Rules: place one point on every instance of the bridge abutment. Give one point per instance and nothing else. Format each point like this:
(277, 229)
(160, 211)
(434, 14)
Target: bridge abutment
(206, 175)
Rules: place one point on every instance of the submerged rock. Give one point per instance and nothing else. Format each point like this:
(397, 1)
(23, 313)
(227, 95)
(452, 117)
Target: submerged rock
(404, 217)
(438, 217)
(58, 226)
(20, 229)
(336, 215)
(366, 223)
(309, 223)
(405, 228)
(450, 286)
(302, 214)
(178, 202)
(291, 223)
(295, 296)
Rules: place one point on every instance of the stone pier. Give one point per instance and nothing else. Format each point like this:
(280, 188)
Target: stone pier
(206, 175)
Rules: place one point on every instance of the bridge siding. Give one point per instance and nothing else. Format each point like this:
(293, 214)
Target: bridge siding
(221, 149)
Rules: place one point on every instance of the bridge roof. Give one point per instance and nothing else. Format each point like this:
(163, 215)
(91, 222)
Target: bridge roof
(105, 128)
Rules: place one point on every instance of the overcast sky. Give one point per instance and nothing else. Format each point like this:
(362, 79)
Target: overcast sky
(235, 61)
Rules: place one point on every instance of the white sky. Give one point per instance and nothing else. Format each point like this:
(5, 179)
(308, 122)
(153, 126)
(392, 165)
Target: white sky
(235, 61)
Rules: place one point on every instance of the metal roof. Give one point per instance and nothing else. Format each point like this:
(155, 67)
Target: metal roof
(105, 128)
--
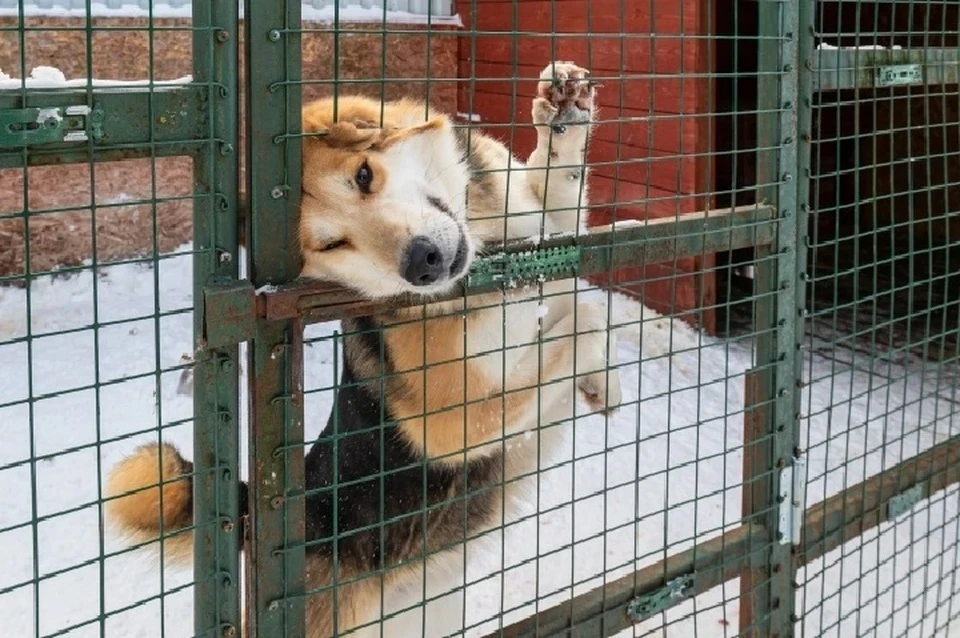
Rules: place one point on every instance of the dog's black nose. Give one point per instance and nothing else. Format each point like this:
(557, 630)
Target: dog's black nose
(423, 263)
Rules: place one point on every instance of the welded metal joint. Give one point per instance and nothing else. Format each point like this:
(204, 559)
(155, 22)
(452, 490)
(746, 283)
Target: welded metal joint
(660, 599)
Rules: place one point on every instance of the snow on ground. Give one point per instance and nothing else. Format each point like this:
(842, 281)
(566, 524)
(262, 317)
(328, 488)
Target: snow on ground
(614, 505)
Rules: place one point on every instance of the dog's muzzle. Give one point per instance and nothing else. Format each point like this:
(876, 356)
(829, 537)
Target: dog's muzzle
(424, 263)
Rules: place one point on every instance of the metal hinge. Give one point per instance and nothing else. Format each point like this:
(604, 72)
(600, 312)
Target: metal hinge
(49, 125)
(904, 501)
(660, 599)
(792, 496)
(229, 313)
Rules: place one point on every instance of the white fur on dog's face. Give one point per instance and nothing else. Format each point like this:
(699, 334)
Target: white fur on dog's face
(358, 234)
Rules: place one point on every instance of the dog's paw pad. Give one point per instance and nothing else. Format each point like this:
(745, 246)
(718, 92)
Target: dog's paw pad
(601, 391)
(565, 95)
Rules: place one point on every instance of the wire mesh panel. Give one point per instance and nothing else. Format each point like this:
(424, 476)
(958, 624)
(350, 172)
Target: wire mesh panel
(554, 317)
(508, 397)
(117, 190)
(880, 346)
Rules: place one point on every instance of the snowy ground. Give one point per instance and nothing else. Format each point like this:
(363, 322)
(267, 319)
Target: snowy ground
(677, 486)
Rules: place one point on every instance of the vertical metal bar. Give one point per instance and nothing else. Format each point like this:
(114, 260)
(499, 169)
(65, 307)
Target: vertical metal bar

Written request: Rescale the entries above, starting at the line that contains "Rules: place one point on every instance of the wire" and ending at the line that contains "Target: vertical metal bar", by giving all of those lines again with every coordinate in the answers multiplied by 1.15 and rounded to a whole number, halves up. Leave the requests and their format samples unchanged.

Output:
Rules: place one point on every instance of the wire mesh panel. Give one point per instance and nothing else. Format each point like this:
(424, 476)
(958, 624)
(350, 172)
Target: wire mesh panel
(637, 365)
(584, 457)
(135, 219)
(1012, 398)
Rules: place one point on every instance of the snowy ground. Give one point per instance and nothing else. Format each point like this:
(363, 322)
(267, 319)
Target: snowy ground
(779, 559)
Rules: place one point on every instance of the vertical metal bar. Give one point per instance and nothing else. Format each point like this:
(114, 260)
(499, 169)
(65, 307)
Target: vertical metal bar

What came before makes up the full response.